Task brief:
At the line that contains "positive clicks: (341, 39) (360, 98)", begin setting down every line word for word, and stop after the last line of the listing.
————————
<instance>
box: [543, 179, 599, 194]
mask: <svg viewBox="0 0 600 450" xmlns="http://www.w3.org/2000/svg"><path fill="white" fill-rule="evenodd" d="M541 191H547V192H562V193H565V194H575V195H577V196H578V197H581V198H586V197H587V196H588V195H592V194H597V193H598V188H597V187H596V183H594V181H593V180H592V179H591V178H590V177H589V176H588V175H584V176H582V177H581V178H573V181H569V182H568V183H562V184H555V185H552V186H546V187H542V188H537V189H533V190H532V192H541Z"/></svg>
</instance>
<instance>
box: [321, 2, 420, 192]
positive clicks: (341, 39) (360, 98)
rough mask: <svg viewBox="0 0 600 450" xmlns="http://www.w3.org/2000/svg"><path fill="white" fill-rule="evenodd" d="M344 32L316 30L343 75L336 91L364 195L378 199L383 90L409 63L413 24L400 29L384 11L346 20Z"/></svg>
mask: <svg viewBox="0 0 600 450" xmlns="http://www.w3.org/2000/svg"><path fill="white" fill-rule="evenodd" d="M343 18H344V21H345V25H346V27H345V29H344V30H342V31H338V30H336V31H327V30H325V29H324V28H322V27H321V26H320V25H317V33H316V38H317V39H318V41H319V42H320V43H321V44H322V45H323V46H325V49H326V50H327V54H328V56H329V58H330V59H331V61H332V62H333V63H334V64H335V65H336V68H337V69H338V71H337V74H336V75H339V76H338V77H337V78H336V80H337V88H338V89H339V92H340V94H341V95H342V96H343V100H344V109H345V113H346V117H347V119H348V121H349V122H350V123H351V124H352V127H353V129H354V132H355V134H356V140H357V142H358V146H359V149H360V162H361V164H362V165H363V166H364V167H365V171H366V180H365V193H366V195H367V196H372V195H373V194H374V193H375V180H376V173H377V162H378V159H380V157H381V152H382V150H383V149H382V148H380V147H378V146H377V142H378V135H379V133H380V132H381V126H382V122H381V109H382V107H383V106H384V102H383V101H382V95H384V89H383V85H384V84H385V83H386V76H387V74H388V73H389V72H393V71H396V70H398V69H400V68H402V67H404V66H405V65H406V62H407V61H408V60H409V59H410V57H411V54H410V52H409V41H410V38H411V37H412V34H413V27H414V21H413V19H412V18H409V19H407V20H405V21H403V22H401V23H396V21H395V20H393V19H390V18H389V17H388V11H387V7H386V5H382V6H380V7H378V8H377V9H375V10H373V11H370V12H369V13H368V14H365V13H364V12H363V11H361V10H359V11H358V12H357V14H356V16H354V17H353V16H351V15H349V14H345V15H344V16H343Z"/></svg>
————————
Exercise solution:
positive clicks: (341, 39) (360, 98)
rough mask: <svg viewBox="0 0 600 450" xmlns="http://www.w3.org/2000/svg"><path fill="white" fill-rule="evenodd" d="M344 32L316 30L343 75L336 91L364 195L378 199L383 90L409 63L413 24L400 29L384 11L346 20Z"/></svg>
mask: <svg viewBox="0 0 600 450" xmlns="http://www.w3.org/2000/svg"><path fill="white" fill-rule="evenodd" d="M343 18H344V21H345V25H346V27H345V29H344V30H342V31H338V30H336V31H327V30H325V29H324V28H322V27H321V26H320V25H317V33H316V38H317V39H318V41H319V42H320V43H321V44H322V45H323V46H325V49H326V50H327V54H328V56H329V58H330V59H331V61H332V62H333V63H334V64H335V65H336V68H337V69H338V71H337V74H336V75H339V76H338V77H337V78H336V80H337V88H338V89H339V92H340V94H341V95H342V96H343V100H344V109H345V113H346V117H347V119H348V121H349V122H350V123H351V124H352V127H353V129H354V132H355V134H356V140H357V142H358V146H359V149H360V162H361V164H362V165H363V166H364V167H365V171H366V180H365V193H366V195H367V196H372V195H373V194H374V193H375V180H376V173H377V162H378V159H380V157H381V152H382V150H383V149H382V148H380V147H378V146H377V142H378V135H379V133H380V132H381V126H382V122H381V109H382V107H383V106H384V102H383V101H382V95H384V89H383V85H384V84H385V83H386V76H387V74H388V73H389V72H393V71H396V70H398V69H400V68H402V67H404V66H405V65H406V62H407V61H408V60H409V59H410V57H411V54H410V52H409V41H410V38H411V37H412V34H413V27H414V21H413V19H412V18H409V19H407V20H405V21H403V22H401V23H396V21H395V20H393V19H390V18H389V17H388V11H387V7H386V5H382V6H380V7H378V8H377V9H375V10H373V11H370V12H369V13H368V14H365V13H364V12H363V11H361V10H359V11H358V12H357V14H356V16H354V17H353V16H351V15H349V14H345V15H344V16H343Z"/></svg>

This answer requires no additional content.